TO DO:
Rewrite all the items below, replacing "drop one dot" with "place a single point" and keeping every other part the same. Leave the pictures out of your answer.

INPUT:

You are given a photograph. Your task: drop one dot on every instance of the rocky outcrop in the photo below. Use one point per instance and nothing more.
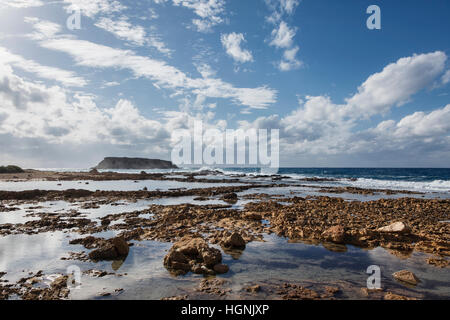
(194, 254)
(234, 241)
(11, 169)
(134, 163)
(111, 249)
(396, 227)
(406, 277)
(334, 234)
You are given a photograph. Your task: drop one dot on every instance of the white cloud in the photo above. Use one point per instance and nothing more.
(67, 78)
(446, 77)
(289, 61)
(90, 54)
(21, 3)
(289, 5)
(232, 44)
(208, 11)
(282, 36)
(43, 29)
(91, 8)
(321, 127)
(137, 35)
(407, 75)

COMPLETE OUTPUT:
You are given a photograph. Your task: place a single point on every instance of the rocky outcrop in the photo below. Use one point per instance and nothing more.
(194, 254)
(234, 241)
(11, 169)
(134, 163)
(111, 249)
(396, 227)
(406, 277)
(334, 234)
You are given a photograph. Your task: place a single point on every instance of the white cloud in the photo above. Use one point per instance and nothing more.
(67, 78)
(446, 77)
(289, 61)
(90, 54)
(21, 3)
(289, 5)
(232, 44)
(208, 11)
(282, 36)
(43, 29)
(91, 8)
(321, 127)
(137, 35)
(407, 75)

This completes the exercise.